■ GIVEN EXERCISE ■
Turn the records from the line with "I'd like to know: does the tan car's" up to and including the line with "[[410, 236, 429, 251]]" into a numbered list, leaving out any blank lines. Include only those lines.

◇ ◇ ◇

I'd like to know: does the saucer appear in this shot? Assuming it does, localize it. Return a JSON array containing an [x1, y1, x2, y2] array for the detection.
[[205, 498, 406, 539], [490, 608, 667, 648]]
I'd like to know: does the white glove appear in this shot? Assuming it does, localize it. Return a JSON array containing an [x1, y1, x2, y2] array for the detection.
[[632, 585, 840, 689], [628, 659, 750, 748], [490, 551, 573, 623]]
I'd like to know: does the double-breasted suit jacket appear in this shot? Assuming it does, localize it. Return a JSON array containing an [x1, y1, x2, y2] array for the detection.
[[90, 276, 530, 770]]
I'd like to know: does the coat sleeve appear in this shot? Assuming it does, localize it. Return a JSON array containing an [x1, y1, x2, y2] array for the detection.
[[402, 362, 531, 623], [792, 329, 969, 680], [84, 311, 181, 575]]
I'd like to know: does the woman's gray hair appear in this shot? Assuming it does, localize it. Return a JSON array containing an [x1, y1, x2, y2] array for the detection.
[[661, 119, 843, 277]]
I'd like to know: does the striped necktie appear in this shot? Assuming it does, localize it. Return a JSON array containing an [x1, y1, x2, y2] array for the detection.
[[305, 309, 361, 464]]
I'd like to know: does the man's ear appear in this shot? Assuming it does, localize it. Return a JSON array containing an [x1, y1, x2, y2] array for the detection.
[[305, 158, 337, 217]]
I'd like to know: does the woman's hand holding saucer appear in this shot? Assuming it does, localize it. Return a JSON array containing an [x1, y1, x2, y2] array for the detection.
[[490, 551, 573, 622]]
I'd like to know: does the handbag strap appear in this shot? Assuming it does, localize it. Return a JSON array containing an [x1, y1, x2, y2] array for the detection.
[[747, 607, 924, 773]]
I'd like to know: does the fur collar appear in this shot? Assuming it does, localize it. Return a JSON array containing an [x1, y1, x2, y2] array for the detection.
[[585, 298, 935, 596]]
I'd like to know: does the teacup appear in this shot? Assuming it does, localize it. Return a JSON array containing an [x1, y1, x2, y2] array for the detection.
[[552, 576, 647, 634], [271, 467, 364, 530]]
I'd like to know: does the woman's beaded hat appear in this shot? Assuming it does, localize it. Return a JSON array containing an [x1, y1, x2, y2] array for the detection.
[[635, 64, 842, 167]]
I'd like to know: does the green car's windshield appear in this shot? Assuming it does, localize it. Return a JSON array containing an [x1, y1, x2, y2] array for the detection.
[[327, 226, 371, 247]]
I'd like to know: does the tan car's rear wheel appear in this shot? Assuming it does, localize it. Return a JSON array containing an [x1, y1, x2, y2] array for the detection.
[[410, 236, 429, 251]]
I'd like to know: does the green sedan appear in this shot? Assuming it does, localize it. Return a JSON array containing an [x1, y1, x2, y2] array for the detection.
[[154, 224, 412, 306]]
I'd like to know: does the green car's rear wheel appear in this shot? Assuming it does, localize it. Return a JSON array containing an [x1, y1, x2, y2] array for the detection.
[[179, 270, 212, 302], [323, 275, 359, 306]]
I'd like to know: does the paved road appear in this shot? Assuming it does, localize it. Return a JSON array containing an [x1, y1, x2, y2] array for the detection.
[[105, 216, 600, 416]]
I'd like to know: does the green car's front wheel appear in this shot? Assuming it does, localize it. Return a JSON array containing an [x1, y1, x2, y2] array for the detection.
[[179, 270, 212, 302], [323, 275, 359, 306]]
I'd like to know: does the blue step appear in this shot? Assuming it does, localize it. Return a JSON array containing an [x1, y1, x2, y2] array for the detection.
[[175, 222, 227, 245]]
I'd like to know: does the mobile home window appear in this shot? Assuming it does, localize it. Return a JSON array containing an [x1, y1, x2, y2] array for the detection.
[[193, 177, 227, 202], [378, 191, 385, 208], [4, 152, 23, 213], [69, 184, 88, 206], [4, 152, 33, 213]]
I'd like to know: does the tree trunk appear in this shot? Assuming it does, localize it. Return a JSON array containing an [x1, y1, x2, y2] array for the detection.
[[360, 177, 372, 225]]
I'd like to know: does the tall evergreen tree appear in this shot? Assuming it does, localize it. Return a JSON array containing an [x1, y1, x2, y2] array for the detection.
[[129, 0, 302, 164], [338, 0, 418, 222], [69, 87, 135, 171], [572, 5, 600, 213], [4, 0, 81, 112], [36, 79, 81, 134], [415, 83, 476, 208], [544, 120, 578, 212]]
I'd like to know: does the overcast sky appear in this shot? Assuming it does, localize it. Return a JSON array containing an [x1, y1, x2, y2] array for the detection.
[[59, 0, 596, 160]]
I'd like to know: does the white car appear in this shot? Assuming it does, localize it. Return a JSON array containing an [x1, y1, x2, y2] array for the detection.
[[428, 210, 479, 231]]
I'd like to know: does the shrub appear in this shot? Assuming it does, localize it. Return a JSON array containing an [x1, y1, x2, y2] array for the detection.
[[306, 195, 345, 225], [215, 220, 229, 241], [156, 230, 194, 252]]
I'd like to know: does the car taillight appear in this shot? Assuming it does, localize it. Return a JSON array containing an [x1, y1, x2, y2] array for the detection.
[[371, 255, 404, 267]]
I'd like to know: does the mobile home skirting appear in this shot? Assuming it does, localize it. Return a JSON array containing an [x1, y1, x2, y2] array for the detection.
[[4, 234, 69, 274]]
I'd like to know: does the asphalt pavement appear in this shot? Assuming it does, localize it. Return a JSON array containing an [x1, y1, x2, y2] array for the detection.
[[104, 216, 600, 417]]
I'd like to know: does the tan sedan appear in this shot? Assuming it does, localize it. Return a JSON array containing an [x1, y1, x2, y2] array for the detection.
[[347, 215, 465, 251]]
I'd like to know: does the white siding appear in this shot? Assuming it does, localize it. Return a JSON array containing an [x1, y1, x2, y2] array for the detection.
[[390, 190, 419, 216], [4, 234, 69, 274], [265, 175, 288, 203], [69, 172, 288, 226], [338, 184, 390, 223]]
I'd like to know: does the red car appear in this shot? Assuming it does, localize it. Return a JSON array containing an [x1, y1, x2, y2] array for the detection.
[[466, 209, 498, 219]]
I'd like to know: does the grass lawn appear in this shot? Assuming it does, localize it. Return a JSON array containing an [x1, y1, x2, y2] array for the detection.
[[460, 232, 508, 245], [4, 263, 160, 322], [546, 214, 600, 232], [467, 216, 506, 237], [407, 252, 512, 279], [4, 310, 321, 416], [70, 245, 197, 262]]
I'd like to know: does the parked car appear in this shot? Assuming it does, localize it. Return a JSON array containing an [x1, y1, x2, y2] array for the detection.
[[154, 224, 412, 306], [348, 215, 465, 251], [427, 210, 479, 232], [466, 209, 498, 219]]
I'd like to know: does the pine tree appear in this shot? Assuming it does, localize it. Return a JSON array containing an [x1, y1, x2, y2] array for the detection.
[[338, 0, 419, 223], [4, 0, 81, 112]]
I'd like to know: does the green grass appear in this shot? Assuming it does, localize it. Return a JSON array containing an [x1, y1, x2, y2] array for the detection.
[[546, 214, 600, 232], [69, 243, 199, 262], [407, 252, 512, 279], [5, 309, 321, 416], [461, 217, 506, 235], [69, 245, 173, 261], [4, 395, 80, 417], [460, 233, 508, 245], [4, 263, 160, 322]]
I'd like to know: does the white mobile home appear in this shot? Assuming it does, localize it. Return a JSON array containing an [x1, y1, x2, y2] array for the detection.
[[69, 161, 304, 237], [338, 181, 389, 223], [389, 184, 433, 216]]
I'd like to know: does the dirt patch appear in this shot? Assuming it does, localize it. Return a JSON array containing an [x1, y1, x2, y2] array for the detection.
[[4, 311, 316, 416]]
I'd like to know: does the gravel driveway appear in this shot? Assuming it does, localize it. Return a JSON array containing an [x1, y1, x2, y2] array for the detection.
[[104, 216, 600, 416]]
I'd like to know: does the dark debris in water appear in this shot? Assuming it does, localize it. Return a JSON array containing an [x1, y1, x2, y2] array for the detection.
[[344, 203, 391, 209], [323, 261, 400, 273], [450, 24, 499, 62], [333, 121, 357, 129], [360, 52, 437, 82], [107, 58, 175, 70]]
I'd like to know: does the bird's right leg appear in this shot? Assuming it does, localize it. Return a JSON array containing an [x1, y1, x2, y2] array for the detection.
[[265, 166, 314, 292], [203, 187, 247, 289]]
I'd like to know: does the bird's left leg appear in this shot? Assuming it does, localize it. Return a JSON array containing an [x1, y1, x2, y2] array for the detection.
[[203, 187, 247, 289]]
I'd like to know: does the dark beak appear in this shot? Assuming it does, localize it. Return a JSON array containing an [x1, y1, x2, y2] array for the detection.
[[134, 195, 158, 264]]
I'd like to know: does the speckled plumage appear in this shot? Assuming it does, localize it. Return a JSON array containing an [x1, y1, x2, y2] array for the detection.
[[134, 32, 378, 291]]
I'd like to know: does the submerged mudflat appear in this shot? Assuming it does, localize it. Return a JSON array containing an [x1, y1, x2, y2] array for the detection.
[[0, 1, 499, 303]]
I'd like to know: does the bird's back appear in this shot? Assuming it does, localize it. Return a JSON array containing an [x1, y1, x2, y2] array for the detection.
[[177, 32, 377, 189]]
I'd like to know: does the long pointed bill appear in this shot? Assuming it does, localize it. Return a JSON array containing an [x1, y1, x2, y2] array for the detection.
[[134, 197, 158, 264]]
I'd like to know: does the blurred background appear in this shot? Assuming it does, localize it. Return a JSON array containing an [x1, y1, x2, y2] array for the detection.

◇ ◇ ◇

■ TASK ANSWER ■
1. I'd like to know: does the tan car's rear wheel appear in this shot? Assuming it does, localize it. Return a JSON array containing an [x1, y1, x2, y2] array for the detection.
2. [[410, 236, 429, 251]]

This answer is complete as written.